==== RECORD EXCERPTS

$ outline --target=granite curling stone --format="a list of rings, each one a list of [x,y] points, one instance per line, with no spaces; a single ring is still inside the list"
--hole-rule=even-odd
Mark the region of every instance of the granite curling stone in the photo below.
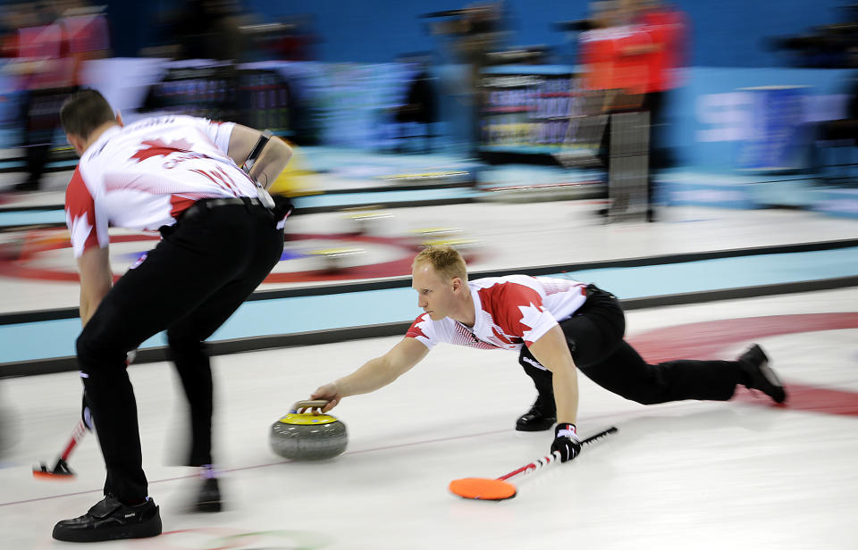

========
==== RECORD EXCERPTS

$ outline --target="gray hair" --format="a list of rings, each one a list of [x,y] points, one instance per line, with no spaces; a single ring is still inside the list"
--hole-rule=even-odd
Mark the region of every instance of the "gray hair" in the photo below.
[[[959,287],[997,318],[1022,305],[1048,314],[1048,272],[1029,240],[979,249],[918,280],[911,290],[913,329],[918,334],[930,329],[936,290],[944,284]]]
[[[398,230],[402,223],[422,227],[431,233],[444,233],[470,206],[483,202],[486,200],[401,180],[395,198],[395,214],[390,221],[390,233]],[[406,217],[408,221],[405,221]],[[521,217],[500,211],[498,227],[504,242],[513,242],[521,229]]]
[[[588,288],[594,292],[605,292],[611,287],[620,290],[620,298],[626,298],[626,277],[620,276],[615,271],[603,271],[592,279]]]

========

▶ _WORK REQUIRED_:
Between the line holding "outline --target=granite curling" and the line holding "Mark the region of every instance of the granite", inclusive, rename "granite curling stone" to "polished curling stone" and give back only those lines with nothing else altered.

▶ _SOLUTION_:
$ outline --target=polished curling stone --format="a list of rings, each one a list of [x,y] points, one instance per line, with no spaces; a single ring is still inside the list"
--hole-rule=even-odd
Mark the region of every instance of the polished curling stone in the photo below.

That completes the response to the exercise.